(EXERCISE REQUIREMENTS):
Copy out exactly each line from the line with "# test: point to the white" through the last line of the material below.

..............................

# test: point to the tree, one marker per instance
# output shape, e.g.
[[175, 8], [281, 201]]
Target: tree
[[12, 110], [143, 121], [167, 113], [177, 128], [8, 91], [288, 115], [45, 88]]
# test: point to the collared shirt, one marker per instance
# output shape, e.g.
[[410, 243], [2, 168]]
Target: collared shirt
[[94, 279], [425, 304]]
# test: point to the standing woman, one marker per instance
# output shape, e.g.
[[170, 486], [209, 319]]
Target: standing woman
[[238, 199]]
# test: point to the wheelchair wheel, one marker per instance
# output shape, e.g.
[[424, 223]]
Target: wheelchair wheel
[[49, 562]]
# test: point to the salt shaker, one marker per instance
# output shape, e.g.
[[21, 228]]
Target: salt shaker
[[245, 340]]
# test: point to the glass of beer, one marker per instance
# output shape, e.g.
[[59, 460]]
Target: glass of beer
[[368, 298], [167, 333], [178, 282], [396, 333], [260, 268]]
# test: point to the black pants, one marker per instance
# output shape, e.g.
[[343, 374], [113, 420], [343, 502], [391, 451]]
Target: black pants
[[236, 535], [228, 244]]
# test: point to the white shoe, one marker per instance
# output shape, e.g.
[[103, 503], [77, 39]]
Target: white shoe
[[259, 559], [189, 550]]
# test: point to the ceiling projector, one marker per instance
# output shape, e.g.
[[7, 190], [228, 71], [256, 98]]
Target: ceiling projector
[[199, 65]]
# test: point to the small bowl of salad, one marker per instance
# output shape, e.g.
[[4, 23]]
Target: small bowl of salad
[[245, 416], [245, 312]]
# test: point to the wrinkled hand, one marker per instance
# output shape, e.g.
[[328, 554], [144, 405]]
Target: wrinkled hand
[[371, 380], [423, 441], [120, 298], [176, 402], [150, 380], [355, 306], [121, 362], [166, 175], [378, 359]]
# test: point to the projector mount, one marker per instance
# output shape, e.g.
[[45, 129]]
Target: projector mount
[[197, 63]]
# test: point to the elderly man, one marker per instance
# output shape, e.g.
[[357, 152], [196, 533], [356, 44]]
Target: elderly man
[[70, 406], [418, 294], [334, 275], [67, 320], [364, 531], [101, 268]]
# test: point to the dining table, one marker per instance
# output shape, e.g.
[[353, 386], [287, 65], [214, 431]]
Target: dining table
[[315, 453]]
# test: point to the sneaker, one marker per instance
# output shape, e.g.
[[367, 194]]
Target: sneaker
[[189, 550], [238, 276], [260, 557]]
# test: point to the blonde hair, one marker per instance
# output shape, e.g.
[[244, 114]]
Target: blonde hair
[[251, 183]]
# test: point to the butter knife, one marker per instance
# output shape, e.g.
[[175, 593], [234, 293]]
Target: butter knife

..............................

(COMPLETED EXERCISE):
# test: point to the white shoe, one marker per instance
# output shape, e.g.
[[103, 503], [77, 39]]
Target: white shoe
[[259, 559], [189, 550]]
# test: point to the ceiling projector, one marker per instance
# output shape, e.g.
[[7, 190], [228, 71], [256, 98]]
Target: ceiling projector
[[199, 65]]
# test: point to the small bowl of salad, one marker per instance
# output shape, e.g.
[[4, 23]]
Target: small bowl of salad
[[245, 416], [245, 312]]
# test: point to the wrinkled hand, one marker per instance
# output shape, e.g.
[[328, 554], [144, 405]]
Target: wrinkled hand
[[371, 380], [423, 441], [120, 298], [176, 402], [150, 380], [355, 306], [121, 362], [166, 175], [378, 359]]
# test: point to the projector mount, one marker per instance
# output shape, e.g.
[[45, 129]]
Target: projector mount
[[197, 63]]
# test: point to the elderly man, one marker per instance
# output shape, e.g.
[[357, 152], [196, 533], [356, 44]]
Target: elderly man
[[70, 406], [418, 294], [334, 275], [67, 320], [364, 531], [101, 268]]
# test: point to the dining table, one marker per instance
# output shape, e.g.
[[353, 386], [287, 65], [214, 431]]
Target: dining table
[[315, 453]]
# test: point to the sneaker, one marker per instance
# output shape, e.g.
[[367, 194]]
Target: sneaker
[[189, 550], [238, 276], [260, 557]]
# test: point to the blonde hair, one marker per instance
# output shape, e.g.
[[244, 114]]
Target: blonde hair
[[251, 183]]
# test: point to the butter knife, one marker per instance
# output shape, e.g.
[[175, 593], [234, 293]]
Target: butter knife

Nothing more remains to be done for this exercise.